**Directions**.
Retype only what runs from the line that contains "white board, the" through the last line of the listing below, both lines included.

(Pointing dataset excerpts)

+ + + + +

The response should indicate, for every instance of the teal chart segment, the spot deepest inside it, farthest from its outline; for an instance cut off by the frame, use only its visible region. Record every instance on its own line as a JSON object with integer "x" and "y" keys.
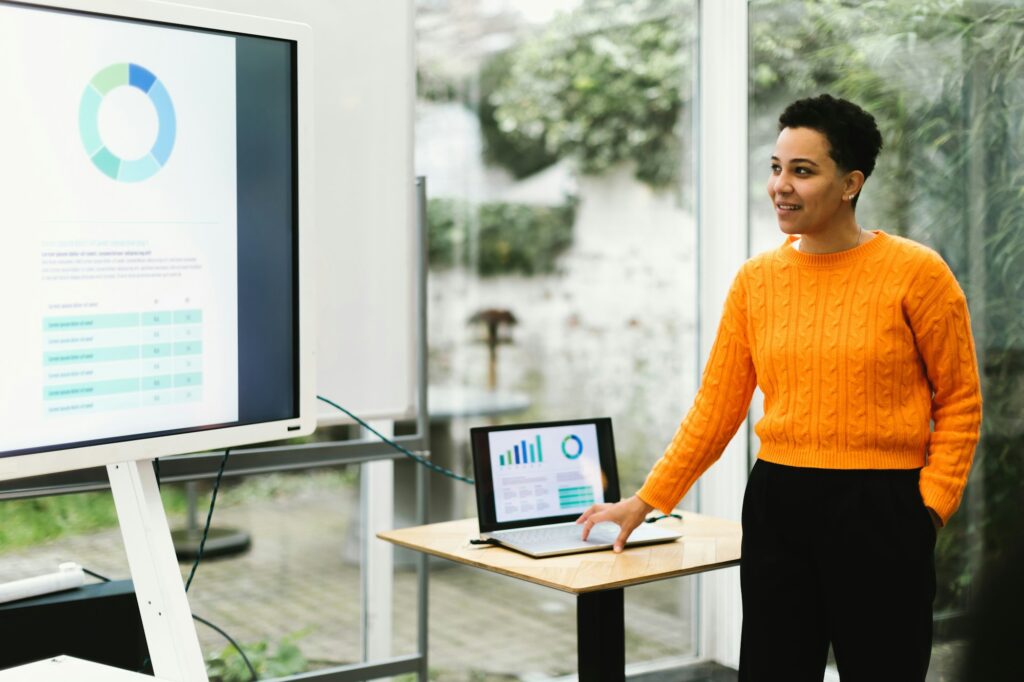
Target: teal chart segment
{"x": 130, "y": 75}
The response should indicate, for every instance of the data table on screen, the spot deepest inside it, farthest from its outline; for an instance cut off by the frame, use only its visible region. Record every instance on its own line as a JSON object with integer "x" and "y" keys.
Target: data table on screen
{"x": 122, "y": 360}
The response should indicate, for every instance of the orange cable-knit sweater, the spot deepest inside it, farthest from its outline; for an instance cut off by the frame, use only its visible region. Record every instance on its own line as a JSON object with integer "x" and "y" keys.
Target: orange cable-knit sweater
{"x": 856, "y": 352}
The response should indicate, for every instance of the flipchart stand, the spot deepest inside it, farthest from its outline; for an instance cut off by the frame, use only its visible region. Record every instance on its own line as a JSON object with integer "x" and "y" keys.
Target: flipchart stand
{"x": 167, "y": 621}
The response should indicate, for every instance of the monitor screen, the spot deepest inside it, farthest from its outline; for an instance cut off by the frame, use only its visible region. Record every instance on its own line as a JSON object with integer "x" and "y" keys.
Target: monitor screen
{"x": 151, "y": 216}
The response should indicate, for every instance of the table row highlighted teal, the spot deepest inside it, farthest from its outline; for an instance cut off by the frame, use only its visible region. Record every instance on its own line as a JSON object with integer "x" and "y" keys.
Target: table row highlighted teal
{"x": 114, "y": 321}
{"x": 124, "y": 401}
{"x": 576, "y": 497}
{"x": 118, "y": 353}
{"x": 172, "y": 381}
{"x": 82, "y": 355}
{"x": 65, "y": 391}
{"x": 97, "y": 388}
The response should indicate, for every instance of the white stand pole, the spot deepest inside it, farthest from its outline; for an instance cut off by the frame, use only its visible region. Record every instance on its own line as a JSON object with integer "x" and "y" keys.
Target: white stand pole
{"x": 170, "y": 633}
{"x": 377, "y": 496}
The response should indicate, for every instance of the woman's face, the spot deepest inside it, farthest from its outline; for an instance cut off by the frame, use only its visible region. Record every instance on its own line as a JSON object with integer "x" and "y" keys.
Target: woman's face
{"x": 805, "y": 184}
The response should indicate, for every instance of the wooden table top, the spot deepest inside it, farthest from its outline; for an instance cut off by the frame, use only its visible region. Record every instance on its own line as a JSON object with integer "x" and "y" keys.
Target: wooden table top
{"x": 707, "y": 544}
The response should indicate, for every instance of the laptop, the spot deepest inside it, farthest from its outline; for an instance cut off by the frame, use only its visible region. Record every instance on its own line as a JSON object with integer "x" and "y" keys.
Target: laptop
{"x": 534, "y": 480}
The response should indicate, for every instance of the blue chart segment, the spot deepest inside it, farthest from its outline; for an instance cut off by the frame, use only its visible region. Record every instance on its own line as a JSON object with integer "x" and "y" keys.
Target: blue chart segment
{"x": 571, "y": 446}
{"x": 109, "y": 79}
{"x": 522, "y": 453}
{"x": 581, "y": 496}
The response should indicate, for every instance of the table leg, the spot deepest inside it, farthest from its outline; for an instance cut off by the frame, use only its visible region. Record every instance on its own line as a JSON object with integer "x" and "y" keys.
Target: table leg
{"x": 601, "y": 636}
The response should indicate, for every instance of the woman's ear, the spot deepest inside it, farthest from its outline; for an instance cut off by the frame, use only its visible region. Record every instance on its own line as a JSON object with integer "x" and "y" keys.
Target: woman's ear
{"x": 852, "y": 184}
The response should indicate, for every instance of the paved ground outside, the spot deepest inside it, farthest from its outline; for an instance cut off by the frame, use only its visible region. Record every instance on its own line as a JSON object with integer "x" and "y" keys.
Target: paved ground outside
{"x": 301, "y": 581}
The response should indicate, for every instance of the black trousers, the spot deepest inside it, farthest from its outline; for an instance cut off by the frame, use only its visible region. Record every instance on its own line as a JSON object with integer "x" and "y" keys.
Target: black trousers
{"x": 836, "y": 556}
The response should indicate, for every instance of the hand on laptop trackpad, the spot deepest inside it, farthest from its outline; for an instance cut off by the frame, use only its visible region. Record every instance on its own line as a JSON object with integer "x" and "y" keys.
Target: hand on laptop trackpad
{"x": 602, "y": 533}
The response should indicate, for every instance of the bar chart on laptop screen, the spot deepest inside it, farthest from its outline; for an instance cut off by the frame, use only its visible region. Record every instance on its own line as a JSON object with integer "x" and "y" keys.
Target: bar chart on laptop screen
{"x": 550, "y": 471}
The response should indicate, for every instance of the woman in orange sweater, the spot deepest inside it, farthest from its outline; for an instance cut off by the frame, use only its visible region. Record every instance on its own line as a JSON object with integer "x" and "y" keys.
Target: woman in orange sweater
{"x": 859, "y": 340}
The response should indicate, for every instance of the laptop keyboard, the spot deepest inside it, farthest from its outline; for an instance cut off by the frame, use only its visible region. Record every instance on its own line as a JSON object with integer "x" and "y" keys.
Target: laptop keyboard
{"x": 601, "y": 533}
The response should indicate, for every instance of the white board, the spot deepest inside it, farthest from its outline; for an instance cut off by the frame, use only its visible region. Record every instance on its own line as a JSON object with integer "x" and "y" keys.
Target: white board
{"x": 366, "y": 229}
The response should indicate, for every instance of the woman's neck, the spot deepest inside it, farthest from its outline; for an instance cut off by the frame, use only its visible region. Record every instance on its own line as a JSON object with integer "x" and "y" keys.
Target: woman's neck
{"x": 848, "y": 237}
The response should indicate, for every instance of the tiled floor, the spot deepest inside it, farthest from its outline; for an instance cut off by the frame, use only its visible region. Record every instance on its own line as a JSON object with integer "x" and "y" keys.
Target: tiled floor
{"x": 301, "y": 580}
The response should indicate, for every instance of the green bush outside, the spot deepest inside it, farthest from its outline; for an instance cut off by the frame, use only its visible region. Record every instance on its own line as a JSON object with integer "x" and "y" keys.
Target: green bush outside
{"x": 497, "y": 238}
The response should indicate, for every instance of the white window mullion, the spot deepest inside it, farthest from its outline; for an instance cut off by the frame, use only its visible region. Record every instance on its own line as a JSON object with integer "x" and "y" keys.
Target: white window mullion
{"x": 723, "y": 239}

+ + + + +

**Response**.
The response should indicate, for every instance of the white board, the spot deepest inside it, farthest from its outline; for an instance cut off by the frame, use only its visible region. Record every instance on its own line as a JSON object with integer "x" and "y" keys.
Target: white board
{"x": 366, "y": 229}
The response should indicate, for every instance of the woman's neck, the spot deepest inside it, farthest from its outline; for an instance cut off by the frame, use only its visible region. Record every instance on its own line as a JSON object with integer "x" and "y" keys.
Target: woman's neck
{"x": 848, "y": 237}
The response should indicate, for every instance of the tiled floor, the spot deepest inside it, farthest from its outline; for an instance cut off by the frame, use only its visible region. Record every instance on its own line as a JSON object with integer "x" and "y" keys.
Target: tiled floor
{"x": 301, "y": 580}
The response should indicate, for every instance of the green bush outside, the spot deepest inside it, farthest from its outline; for an instance cut off by the frame, use only its visible region. Record every instance on its own line as a JSON object with integer "x" and "y" keys.
Target: green bush outside
{"x": 497, "y": 238}
The response should indicate, for every instance of the white window mullion, the spot deepest inside it, farthest from its outline; for an instance cut off by the frame, use only its visible region. Record every instance on its own line as a JSON object with integer "x" and "y" keys.
Target: white window mullion
{"x": 723, "y": 239}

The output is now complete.